→ PROBLEM STATEMENT:
Answer these questions about the passage on fear in golf:
1. According to Sally, what will a horse do if its rider is fearful when approaching a jump?
2. What does the body release when it senses fear?
3. According to Ellen Rudolph, what must a golfer stay committed to?

→ EXERCISE PASSAGE:

=== Begin Enclosure ===

On the first tee I found myself worrying about all the things that could go wrong. “And for most of us [such thinking], creates an even bigger challenge in a game that is already very difficult,” says mental golf coach David MacKenzie. Talking with my 11-year-old granddaughter, Sally, I discovered that she faces similar issues riding horses. She said that horses can sense your mood and if you are fearful when approaching a jump, they will not go over it. To succeed she said, “You have to push through the fear and be totally committed to the jump.”
Just as Sally’s horse senses her emotions, my body senses my fear, releasing adrenaline, which tenses my muscles and over activates my brain. When that happens, my body does what a horse does and won’t do what it is supposed to do. Sports psychologist, Jon Stabler warns that “…when extreme fear is happening, we may lose touch with ourselves… It may feel like... our bodies are doing whatever they want [and] we have no direct control.” To control the fear, he explains that “your thoughts create the fear. Control your thoughts and you can stop the fear and resulting reactions and poor performance.” To accomplish this, Ellen Rudolph, an expert on the mental side of golf, says you must “…believe in your strategy [and] stay committed to the shot you’ve planned…”

=== End Enclosure ===

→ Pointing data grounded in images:

=== Begin Enclosure ===

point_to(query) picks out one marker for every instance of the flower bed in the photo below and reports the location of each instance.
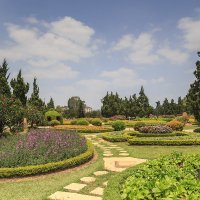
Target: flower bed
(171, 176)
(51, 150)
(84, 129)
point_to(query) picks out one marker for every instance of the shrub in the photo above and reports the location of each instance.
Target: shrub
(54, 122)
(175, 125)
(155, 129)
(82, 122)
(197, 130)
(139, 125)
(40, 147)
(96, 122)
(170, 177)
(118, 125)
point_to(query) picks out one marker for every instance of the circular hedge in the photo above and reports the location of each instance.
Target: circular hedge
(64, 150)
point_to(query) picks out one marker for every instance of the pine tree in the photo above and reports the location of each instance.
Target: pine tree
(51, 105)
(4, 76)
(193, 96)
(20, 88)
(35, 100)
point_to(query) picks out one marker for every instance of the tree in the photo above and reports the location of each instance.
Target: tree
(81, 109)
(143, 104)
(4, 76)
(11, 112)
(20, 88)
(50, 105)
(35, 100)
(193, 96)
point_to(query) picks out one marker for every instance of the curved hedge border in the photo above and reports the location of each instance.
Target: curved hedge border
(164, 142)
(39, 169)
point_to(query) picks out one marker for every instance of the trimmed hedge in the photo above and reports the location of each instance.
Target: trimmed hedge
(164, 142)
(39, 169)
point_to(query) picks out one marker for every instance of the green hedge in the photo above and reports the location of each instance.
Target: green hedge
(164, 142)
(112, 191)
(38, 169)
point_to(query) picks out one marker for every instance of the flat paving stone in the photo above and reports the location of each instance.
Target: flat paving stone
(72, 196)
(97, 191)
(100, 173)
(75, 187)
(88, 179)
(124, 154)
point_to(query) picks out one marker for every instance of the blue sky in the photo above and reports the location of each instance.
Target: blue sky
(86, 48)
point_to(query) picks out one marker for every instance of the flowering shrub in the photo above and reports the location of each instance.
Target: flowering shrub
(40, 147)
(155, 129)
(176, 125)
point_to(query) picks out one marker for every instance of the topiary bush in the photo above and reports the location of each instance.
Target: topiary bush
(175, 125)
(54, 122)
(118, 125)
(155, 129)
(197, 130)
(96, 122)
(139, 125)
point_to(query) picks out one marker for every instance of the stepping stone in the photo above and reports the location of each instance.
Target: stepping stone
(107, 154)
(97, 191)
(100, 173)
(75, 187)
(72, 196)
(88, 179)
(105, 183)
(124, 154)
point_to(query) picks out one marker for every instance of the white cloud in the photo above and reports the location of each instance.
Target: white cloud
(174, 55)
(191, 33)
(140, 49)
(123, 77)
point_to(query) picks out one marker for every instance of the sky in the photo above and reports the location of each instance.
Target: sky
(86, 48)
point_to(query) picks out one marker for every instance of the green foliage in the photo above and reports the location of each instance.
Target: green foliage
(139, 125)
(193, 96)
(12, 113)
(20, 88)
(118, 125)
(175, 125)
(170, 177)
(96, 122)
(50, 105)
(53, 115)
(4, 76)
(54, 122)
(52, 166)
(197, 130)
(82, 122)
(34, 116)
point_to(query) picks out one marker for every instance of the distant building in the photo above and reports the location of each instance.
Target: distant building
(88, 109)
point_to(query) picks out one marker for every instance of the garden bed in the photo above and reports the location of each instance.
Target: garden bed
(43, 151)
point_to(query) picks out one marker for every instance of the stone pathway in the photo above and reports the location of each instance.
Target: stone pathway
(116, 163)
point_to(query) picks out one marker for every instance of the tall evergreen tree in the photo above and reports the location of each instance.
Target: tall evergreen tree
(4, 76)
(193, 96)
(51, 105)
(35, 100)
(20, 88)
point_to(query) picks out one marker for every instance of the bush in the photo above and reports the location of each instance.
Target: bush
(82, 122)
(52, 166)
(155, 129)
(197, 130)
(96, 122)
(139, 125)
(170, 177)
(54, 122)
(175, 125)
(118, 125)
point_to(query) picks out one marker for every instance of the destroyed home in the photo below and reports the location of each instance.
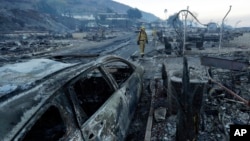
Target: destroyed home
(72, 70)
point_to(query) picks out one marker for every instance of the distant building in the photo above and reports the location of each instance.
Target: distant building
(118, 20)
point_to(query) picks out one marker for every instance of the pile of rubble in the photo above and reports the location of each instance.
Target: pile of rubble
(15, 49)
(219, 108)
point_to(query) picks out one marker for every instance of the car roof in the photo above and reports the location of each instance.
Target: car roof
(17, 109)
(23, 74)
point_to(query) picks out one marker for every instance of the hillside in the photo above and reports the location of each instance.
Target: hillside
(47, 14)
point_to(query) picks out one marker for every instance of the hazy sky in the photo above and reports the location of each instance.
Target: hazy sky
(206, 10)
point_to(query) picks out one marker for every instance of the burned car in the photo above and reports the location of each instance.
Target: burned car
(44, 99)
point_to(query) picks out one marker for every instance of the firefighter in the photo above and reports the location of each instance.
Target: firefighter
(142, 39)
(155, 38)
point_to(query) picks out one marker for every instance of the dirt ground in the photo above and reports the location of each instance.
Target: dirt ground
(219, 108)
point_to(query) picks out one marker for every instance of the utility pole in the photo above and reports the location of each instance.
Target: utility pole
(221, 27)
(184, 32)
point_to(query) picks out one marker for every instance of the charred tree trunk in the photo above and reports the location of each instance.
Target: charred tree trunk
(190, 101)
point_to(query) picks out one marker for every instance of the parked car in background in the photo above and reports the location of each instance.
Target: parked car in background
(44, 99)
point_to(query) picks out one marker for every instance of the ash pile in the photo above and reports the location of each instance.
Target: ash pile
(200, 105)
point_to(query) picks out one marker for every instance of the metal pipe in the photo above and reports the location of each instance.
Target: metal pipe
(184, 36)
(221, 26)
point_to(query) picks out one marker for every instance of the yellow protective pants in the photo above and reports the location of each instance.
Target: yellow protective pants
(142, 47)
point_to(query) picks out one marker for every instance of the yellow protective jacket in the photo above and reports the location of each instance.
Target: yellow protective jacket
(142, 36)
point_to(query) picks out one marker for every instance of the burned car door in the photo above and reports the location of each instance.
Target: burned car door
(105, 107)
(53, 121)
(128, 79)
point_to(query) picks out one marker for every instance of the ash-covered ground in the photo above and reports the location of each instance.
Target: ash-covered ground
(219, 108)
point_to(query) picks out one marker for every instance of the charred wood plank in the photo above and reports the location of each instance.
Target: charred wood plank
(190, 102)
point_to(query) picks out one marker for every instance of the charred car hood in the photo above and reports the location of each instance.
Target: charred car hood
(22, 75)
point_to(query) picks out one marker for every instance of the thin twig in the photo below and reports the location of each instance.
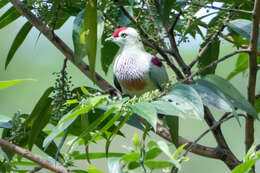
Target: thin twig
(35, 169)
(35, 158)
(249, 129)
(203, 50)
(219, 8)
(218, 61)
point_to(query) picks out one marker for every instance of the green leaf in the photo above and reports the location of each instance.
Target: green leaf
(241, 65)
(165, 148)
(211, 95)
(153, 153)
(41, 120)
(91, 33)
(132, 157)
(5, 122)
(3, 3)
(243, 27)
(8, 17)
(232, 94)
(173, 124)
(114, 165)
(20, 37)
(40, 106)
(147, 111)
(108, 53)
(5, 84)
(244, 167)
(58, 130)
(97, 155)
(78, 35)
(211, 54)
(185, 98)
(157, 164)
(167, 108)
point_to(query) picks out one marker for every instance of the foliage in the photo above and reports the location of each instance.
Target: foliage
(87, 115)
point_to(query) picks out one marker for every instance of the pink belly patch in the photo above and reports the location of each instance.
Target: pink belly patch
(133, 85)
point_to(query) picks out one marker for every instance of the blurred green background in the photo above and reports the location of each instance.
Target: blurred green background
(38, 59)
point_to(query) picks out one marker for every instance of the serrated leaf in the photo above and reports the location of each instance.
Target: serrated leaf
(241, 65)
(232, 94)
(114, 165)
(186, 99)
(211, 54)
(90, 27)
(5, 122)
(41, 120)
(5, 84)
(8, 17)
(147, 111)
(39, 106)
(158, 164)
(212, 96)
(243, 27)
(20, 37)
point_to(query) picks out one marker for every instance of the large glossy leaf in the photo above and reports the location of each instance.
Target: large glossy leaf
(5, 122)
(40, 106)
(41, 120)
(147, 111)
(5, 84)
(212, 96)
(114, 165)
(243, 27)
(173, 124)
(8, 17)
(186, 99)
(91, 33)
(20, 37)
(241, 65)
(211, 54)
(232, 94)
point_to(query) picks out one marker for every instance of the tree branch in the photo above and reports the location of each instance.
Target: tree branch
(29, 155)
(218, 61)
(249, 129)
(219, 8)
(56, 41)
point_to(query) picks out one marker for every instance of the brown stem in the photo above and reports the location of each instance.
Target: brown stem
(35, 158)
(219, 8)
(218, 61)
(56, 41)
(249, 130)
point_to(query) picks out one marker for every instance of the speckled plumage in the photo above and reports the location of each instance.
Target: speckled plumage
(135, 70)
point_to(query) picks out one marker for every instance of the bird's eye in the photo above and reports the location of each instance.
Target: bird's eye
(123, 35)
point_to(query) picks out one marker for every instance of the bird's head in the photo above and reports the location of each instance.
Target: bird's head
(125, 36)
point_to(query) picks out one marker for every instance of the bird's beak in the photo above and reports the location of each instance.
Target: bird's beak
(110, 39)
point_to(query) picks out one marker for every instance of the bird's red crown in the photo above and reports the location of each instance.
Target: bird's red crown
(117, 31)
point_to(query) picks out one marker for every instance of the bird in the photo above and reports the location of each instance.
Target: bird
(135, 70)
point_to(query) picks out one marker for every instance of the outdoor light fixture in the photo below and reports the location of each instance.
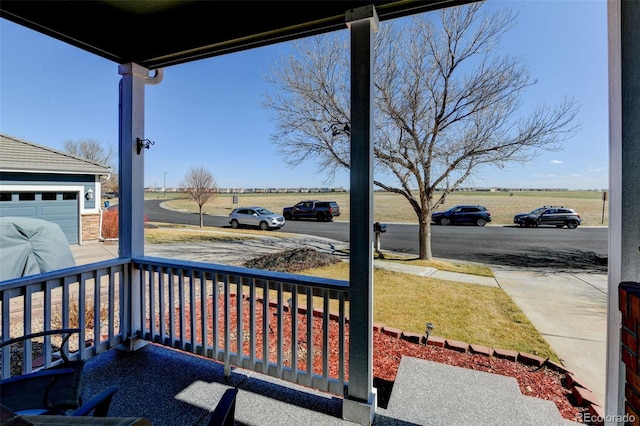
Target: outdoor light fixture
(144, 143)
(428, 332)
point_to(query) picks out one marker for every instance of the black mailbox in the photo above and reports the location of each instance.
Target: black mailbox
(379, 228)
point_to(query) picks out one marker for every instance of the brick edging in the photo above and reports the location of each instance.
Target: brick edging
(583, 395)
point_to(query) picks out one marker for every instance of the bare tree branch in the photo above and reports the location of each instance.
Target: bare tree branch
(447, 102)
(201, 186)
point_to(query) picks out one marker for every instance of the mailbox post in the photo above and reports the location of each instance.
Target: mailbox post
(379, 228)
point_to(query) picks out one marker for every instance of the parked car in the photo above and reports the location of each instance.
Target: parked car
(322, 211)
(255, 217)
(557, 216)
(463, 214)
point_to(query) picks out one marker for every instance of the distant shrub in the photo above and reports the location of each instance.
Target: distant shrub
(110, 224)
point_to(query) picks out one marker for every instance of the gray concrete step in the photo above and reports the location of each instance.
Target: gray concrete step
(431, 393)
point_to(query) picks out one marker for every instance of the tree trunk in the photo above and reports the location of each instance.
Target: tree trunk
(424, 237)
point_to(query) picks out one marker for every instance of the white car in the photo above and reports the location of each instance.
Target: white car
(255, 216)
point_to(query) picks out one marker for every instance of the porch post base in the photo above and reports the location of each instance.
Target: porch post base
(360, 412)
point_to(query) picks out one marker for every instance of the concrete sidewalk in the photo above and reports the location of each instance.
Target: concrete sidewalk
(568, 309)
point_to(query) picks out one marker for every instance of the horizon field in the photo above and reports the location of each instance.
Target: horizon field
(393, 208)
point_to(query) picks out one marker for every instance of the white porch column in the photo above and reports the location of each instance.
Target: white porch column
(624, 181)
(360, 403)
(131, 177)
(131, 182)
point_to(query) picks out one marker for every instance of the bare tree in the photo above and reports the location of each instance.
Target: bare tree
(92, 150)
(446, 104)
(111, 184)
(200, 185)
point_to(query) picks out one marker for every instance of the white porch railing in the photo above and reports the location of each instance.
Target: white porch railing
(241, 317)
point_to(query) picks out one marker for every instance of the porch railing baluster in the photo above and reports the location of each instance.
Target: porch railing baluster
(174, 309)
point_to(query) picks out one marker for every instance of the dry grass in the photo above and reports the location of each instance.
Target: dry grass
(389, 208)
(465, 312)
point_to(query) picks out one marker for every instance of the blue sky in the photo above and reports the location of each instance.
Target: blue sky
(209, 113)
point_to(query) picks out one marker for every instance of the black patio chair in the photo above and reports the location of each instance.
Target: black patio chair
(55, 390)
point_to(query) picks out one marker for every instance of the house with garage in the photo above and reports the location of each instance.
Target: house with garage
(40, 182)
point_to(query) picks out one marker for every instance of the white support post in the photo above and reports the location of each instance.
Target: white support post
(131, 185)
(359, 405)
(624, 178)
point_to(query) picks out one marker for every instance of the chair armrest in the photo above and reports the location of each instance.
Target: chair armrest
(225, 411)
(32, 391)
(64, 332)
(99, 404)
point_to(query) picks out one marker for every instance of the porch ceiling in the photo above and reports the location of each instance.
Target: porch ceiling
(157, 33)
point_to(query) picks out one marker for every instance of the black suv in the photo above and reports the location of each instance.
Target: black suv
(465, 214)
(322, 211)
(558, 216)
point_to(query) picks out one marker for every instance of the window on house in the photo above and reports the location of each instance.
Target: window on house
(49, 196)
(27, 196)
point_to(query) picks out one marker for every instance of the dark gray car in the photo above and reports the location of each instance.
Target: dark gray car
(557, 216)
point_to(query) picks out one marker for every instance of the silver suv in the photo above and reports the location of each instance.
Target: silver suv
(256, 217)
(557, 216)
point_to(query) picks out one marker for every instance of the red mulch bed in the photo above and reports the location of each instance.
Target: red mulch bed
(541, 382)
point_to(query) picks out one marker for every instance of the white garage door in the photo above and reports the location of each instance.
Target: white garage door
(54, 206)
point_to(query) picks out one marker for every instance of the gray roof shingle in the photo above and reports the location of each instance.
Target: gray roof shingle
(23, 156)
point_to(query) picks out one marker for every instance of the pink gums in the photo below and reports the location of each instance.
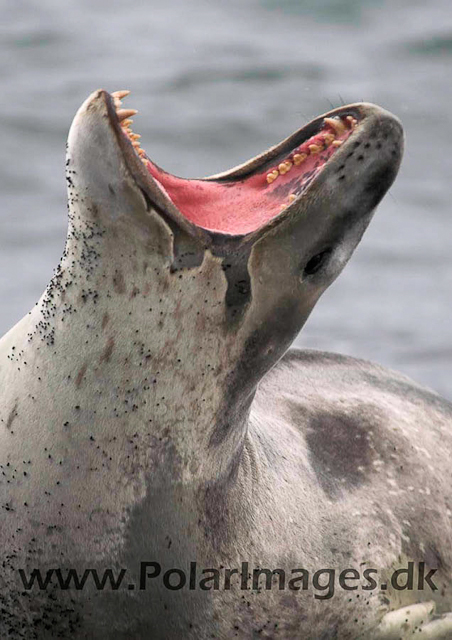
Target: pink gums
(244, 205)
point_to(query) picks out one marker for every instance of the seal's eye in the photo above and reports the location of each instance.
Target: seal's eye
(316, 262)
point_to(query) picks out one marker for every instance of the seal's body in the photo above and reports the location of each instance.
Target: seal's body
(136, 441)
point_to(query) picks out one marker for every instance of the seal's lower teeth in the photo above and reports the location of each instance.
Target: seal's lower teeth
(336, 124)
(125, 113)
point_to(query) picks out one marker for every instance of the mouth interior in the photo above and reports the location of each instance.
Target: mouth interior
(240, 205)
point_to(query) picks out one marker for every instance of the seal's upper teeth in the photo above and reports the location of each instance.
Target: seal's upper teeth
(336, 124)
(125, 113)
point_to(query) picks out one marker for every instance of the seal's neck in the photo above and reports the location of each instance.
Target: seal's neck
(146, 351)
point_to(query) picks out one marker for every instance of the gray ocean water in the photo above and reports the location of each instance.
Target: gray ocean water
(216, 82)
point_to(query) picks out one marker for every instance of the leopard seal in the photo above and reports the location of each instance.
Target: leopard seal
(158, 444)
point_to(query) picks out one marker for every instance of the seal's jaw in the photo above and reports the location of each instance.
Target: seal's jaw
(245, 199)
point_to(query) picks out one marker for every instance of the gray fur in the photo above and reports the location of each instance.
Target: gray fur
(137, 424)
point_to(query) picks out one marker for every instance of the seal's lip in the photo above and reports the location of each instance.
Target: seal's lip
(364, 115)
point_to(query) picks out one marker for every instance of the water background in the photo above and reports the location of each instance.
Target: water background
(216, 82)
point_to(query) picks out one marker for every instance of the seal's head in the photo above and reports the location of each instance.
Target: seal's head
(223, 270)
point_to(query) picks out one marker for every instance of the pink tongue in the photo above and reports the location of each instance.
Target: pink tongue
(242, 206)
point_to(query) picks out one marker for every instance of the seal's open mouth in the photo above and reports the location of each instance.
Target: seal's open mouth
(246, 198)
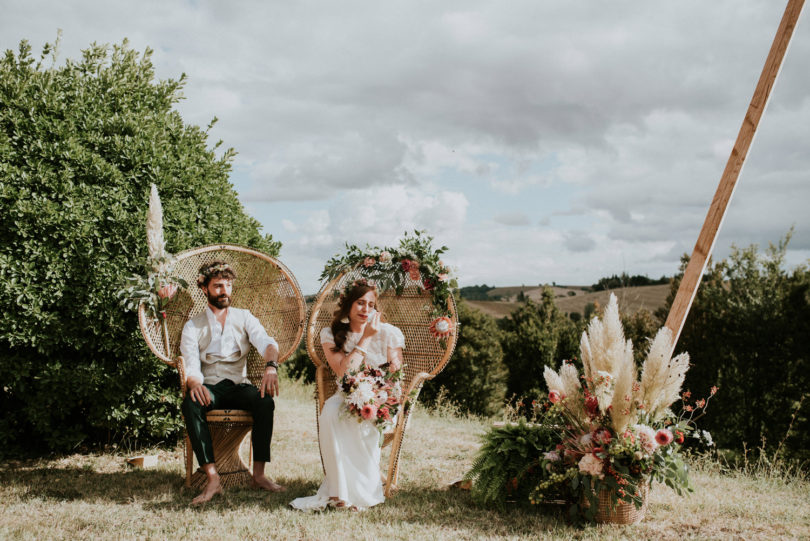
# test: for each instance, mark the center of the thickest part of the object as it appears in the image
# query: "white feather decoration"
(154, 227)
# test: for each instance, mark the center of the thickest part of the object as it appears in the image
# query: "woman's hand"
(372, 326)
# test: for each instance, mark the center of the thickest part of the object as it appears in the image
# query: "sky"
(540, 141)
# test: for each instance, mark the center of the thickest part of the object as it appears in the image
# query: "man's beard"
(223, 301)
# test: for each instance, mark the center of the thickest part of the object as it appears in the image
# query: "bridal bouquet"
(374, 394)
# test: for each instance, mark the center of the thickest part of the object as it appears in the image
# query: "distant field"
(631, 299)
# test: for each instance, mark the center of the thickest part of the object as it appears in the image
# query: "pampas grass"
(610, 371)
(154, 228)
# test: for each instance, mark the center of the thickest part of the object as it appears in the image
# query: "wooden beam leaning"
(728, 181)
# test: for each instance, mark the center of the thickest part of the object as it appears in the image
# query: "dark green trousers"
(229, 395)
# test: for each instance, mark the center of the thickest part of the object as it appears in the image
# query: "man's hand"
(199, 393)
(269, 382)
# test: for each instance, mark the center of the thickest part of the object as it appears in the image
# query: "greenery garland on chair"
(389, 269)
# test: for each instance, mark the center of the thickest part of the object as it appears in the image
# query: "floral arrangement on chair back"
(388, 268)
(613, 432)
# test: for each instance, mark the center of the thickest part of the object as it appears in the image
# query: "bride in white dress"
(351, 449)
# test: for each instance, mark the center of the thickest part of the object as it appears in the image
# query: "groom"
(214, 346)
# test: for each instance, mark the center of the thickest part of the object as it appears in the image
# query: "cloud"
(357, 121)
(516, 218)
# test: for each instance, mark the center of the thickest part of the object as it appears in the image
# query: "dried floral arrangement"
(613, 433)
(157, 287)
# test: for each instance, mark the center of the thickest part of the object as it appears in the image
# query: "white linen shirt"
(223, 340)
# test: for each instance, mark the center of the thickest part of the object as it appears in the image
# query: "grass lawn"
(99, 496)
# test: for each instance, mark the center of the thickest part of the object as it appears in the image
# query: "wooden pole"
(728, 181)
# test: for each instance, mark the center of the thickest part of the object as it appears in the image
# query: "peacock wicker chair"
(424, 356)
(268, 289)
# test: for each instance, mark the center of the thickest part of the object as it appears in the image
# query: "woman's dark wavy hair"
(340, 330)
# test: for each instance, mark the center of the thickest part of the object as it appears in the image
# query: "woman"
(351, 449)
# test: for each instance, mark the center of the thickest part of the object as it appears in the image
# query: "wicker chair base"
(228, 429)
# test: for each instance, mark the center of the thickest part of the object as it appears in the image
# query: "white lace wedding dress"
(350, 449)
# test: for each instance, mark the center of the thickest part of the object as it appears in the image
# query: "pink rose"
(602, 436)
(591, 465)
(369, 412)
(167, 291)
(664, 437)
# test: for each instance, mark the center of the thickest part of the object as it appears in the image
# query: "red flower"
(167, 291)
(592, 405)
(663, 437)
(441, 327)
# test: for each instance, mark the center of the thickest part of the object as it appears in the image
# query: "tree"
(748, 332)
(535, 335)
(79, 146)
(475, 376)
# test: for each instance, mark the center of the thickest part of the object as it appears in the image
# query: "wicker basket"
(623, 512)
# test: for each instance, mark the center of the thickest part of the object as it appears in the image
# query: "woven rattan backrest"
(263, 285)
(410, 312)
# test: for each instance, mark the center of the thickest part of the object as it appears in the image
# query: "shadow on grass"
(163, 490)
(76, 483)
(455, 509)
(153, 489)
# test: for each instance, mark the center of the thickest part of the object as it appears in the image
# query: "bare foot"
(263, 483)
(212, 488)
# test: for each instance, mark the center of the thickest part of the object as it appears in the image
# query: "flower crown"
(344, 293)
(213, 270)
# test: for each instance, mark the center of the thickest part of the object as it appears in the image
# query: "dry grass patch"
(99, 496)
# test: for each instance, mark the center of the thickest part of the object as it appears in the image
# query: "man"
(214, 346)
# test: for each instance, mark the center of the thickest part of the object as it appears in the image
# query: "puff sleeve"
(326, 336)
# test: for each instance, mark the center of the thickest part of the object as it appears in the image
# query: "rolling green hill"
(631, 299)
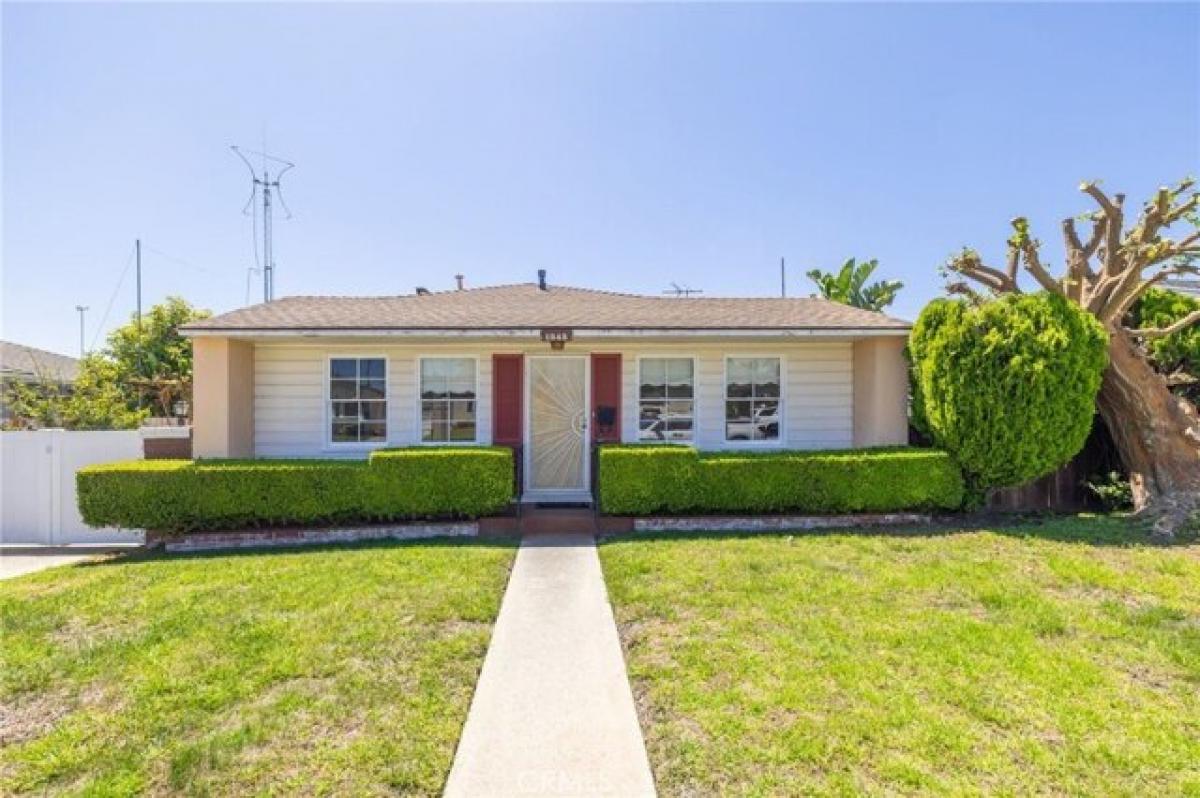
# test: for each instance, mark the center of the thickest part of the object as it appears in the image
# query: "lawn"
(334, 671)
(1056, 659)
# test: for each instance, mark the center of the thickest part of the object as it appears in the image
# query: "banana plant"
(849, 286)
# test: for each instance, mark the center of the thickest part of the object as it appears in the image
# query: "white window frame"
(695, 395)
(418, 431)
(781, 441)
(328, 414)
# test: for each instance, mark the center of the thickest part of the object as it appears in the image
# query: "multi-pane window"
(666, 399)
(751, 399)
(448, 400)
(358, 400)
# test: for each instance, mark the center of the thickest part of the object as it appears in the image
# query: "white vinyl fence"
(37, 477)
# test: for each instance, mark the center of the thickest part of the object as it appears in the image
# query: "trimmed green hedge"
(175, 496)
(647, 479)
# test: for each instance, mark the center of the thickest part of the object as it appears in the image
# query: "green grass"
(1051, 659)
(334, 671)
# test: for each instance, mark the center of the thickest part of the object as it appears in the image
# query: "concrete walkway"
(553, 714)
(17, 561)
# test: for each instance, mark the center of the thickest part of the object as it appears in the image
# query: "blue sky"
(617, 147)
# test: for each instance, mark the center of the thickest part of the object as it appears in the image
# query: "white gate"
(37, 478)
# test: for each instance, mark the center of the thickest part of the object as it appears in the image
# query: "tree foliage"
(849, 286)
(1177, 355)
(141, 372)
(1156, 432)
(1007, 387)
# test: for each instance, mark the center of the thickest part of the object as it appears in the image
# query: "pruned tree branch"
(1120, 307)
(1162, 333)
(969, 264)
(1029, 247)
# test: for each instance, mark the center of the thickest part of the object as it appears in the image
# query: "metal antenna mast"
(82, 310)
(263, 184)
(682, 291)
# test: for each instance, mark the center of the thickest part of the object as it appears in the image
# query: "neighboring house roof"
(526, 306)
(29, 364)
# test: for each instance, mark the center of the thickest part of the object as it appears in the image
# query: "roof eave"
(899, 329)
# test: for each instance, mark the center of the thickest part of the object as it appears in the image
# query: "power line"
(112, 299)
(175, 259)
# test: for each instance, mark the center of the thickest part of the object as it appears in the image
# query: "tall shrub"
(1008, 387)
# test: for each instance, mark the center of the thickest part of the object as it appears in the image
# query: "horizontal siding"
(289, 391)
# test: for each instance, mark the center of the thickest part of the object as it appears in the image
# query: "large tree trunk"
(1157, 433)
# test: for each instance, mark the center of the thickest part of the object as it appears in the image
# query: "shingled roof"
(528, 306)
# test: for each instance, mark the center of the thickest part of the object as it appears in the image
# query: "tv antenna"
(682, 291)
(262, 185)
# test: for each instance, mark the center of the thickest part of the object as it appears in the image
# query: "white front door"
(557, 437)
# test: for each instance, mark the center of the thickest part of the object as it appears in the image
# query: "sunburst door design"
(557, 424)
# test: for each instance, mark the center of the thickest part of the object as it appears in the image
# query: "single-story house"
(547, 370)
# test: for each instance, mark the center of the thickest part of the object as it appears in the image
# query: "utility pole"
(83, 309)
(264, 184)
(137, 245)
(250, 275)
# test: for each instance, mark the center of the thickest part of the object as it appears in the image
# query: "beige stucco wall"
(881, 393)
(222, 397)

=== End Enclosure ===

→ SOLUTION:
1. It will not go over the jump.
2. Adrenaline.
3. The shot they have planned.